Segment Start: Exercise materials

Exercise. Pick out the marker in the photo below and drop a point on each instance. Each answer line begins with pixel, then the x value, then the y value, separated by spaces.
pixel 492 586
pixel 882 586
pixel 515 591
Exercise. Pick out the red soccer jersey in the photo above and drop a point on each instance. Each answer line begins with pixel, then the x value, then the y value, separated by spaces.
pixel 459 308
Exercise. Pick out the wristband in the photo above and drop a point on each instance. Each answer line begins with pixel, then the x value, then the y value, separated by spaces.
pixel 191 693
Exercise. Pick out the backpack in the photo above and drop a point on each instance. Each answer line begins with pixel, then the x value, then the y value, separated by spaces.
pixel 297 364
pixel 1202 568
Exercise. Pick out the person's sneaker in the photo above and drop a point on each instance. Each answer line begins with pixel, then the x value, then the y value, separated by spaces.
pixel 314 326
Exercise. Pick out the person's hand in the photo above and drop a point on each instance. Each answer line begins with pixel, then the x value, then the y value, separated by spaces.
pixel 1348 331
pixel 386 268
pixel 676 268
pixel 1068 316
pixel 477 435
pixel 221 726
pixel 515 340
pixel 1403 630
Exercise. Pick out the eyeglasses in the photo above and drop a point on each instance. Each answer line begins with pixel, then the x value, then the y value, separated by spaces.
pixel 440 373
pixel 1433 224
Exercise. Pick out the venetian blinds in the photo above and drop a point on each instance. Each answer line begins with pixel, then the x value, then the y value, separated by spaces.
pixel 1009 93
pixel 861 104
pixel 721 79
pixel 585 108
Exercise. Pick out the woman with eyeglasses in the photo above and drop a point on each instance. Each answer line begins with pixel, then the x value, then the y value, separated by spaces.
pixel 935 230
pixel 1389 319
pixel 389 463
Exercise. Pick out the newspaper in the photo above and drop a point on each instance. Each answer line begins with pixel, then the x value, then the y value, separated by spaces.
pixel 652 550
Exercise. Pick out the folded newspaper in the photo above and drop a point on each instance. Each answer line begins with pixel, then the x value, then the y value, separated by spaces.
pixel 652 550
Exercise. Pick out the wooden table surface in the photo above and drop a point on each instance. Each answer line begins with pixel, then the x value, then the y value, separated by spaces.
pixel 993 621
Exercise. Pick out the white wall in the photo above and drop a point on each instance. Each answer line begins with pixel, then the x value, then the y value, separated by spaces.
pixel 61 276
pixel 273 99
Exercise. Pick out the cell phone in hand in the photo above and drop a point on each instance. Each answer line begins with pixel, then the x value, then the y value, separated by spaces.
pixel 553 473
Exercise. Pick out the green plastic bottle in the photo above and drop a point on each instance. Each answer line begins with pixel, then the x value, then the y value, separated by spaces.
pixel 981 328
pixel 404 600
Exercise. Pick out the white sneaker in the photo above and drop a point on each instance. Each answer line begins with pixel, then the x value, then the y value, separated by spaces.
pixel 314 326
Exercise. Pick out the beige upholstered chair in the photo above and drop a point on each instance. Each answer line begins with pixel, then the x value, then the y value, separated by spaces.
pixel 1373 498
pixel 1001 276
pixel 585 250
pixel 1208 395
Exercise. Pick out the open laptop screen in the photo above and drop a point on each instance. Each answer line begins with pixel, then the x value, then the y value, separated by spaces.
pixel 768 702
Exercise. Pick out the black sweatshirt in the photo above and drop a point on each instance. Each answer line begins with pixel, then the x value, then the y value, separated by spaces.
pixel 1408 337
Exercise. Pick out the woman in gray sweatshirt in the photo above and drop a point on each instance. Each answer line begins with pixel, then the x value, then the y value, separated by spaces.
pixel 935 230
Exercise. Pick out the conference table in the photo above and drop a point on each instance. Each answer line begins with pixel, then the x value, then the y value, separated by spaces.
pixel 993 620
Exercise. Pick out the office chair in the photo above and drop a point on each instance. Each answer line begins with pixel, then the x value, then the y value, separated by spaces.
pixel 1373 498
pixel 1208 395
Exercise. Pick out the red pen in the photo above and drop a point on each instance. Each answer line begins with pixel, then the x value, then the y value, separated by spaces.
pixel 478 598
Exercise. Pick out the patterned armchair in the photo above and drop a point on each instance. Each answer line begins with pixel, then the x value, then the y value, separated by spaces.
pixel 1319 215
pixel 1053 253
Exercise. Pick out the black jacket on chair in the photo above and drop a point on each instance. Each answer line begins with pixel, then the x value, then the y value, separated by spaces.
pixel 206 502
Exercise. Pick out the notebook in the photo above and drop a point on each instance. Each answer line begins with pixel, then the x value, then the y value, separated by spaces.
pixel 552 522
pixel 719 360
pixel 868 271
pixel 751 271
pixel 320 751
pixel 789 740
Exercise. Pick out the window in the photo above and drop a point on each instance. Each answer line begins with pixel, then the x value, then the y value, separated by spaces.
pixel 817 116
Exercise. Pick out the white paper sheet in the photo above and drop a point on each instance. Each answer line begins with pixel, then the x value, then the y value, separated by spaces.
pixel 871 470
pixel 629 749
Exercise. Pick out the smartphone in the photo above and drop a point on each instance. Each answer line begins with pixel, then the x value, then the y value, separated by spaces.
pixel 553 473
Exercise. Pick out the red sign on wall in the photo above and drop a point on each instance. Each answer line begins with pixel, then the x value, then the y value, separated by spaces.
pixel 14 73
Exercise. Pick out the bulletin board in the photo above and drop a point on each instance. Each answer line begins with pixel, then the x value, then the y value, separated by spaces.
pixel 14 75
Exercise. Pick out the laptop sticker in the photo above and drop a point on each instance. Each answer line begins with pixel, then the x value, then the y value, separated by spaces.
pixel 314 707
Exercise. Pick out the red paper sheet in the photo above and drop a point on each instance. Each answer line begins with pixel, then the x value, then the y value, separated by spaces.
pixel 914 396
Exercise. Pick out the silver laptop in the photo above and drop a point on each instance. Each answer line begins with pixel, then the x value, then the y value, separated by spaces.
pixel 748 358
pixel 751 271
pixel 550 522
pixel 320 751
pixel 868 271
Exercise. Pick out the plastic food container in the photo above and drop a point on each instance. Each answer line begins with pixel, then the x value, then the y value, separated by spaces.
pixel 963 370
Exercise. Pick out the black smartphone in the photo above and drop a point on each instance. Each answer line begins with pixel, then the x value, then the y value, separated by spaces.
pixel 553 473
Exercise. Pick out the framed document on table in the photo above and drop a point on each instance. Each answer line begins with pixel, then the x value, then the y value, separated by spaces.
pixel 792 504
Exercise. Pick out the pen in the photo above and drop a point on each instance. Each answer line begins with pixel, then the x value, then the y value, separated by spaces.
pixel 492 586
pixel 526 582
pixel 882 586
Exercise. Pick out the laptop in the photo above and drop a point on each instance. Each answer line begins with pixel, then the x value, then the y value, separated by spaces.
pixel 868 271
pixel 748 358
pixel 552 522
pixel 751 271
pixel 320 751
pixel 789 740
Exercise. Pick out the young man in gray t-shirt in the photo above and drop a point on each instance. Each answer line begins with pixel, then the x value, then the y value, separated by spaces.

Segment End: Exercise materials

• [Assigned task] Please copy the whole of the material exactly as written.

• [Result]
Exercise. Pick out the marker in the photo below and drop a point on each instance. Each answer line begins with pixel, then the x value, then the y value, separated by spaces.
pixel 492 586
pixel 882 586
pixel 515 591
Exercise. Pick out the red soccer jersey in the photo above and drop a point on each instance. Each answer line begins with pixel, then the x value, then the y value, separated by spaces.
pixel 459 308
Exercise. Pick out the wristband in the photo above and drop a point on each instance. Each answer line begins with pixel, then the x value, then the y value, separated by spaces.
pixel 191 693
Exercise. Pick out the backpack in the photo above and drop a point on each instance. Each answer line begins with pixel, then the x value, then the y value, separated by spaces.
pixel 297 364
pixel 1202 568
Exercise. Pick out the person's sneaker in the photo above and drop a point on each instance. Each answer line begins with pixel, then the x value, then the y value, separated by spaces.
pixel 314 326
Exercise. Pick out the person's hand in the photo above and drop a point on each instance. Each answer line begins with pixel, then the x value, then the y value, separated by spaces.
pixel 1348 331
pixel 386 268
pixel 676 268
pixel 1068 316
pixel 477 435
pixel 221 726
pixel 515 340
pixel 1403 630
Exercise. Pick out the eyeglasses in the photo above and drop a point on each instance. Each answer line begins with pixel, then the x value, then the y value, separated by spaces.
pixel 440 373
pixel 1433 224
Exercise. Pick out the venetian blinds in the photo above and drop a point on each instance. Each answer line begins with pixel, then the x value, then the y value, separated by spaces.
pixel 1009 93
pixel 861 104
pixel 721 79
pixel 585 108
Exercise. Pick out the woman with eyeglasses in the photo above and drop a point on each instance. Each answer line begins with pixel, then the x value, then the y value, separated by spaces.
pixel 935 230
pixel 1389 319
pixel 389 463
Exercise. Pick out the newspaper in the photo above and drop a point on each instance. Each answer line begins with pixel, then the x value, then the y value, separated by spaces.
pixel 652 550
Exercise. Pick out the folded newspaper in the photo above and drop a point on each instance. Each answer line begins with pixel, then the x value, then the y value, separated by spaces.
pixel 652 550
Exercise. Pick out the wooden table surface in the photo above and drop a point on each instance. Each answer line begins with pixel, then the x value, then the y value, separated by spaces.
pixel 993 621
Exercise. Pick out the white wall in the photo above and drop a point on each instance. Each answer line begins with pixel, then the x value, then the y value, separated by spaces.
pixel 61 276
pixel 273 99
Exercise. Pick out the cell phone in hand in the photo above and drop a point on each instance. Each answer line begins with pixel, then the x value, then the y value, separated by spaces.
pixel 553 473
Exercise. Pick out the green plastic bottle in the photo above and drop a point on each instance. Each answer line begins with pixel, then the x value, then the y value, separated by spaces.
pixel 981 328
pixel 404 600
Exercise. Pick out the white sneaker in the photo above and drop a point on each instance. Each answer line begins with pixel, then the x value, then the y value, separated by spaces.
pixel 314 326
Exercise. Pick out the beige upholstered chair in the photo above and drop a point on each instance. Each answer line begins with pixel, then the x value, then the y value, separated by spaces.
pixel 1373 498
pixel 1001 276
pixel 585 250
pixel 1208 395
Exercise. Pick out the open laptop screen in the photo above and drop a point on each instance. Each answer line begins with pixel, then the x value, then the y value, separated by spaces.
pixel 768 702
Exercise. Pick out the black sweatshirt in the photo above and drop a point on each instance. Each answer line begins with pixel, then the x value, then the y value, separated by spaces.
pixel 1408 337
Exercise. Pick out the woman in gray sweatshirt in the photo above and drop a point on each instance. Each answer line begins with pixel, then the x value, then the y value, separated by spaces.
pixel 935 230
Exercise. Pick out the conference table in the photo above and drop a point on each instance. Each answer line begins with pixel, then the x value, then the y value, separated by spaces.
pixel 993 620
Exercise. Pick out the office chair in the photo above and drop a point on each instance. Each answer line begins with pixel, then the x value, then the y value, separated by spaces.
pixel 1373 498
pixel 1208 395
Exercise. Pick out the red pen in the photo above and drop a point on each instance. Each answer line begins with pixel, then the x value, then the y value, separated by spaces.
pixel 478 598
Exercise. Pick out the patterned armchair in the photo above and drop a point on each instance. Each answer line begins with pixel, then the x value, then the y value, separated by spaces.
pixel 1319 215
pixel 1053 253
Exercise. Pick out the black jacket on chair in the photo above and drop a point on each instance. Each answer line begins with pixel, then the x value, then the y value, separated by spaces.
pixel 206 502
Exercise. Pick out the notebook in the photo above and drop a point on each instance. Each answer line begins with pixel, then the x value, then the y value, separated by spaces.
pixel 552 522
pixel 719 360
pixel 868 271
pixel 751 271
pixel 320 751
pixel 789 740
Exercise. Pick out the window in the photo above and drop a point on each instance. Each answer line begins with pixel, then the x value, then the y value, separated by spaces.
pixel 817 116
Exercise. Pick out the white paper sheet in the photo above and drop a point on each instance. Each answer line begins with pixel, then the x value, then the y value, separated by spaces.
pixel 871 470
pixel 629 749
Exercise. Pick out the smartphone in the photo above and drop a point on each instance. Each answer line begins with pixel, then the x value, then the y value, separated by spaces.
pixel 553 473
Exercise. Pick out the red sign on wall in the photo above and drop a point on each instance. Each answer line begins with pixel, then the x value, then the y value, separated by spaces.
pixel 14 73
Exercise. Pick out the bulletin board in the photo above and drop a point on each instance. Each answer line begins with pixel, then the x value, then the y value, separated by spaces.
pixel 14 75
Exercise. Pick out the laptop sticker in the photo above and drop a point on each instance. Each answer line begins with pixel, then the x value, then the y value, separated by spaces.
pixel 314 707
Exercise. Pick out the red paper sheet in the photo above and drop a point on each instance. Each answer line begins with pixel, then the x value, then the y value, separated by spaces.
pixel 914 396
Exercise. Pick out the silver laptop in the photo above and drop a point on each instance. Each answer line begins with pixel, then the x value, then the y value, separated by spaces.
pixel 748 358
pixel 751 271
pixel 550 522
pixel 320 751
pixel 868 271
Exercise. Pick out the plastic food container in the photo above and drop a point on each instance. Each answer line begins with pixel, then the x value, then the y value, separated by spaces.
pixel 963 370
Exercise. Pick out the black smartphone in the photo above and drop a point on each instance. Each answer line begins with pixel, then the x value, then the y value, separated by spaces.
pixel 553 473
Exercise. Pick out the framed document on table in the photo above and drop a point on each instance. Each answer line begins with pixel, then the x value, then the y value, separated by spaces.
pixel 792 504
Exercise. Pick out the pen in the photo above and drop a point on each instance. Each answer line begins with pixel, then the x value, then the y value, separated by spaces.
pixel 492 586
pixel 526 582
pixel 882 586
Exercise. Pick out the laptop in the photo above and drop a point on each instance. Each answer line begins with pixel, then the x value, then the y value, separated by spaces.
pixel 868 271
pixel 748 358
pixel 552 522
pixel 751 271
pixel 320 751
pixel 789 740
Exercise. Pick out the young man in gray t-shirt in the photo above and drop a point on each instance. Each answer line begins with pixel, then the x value, then the y value, separated by spaces.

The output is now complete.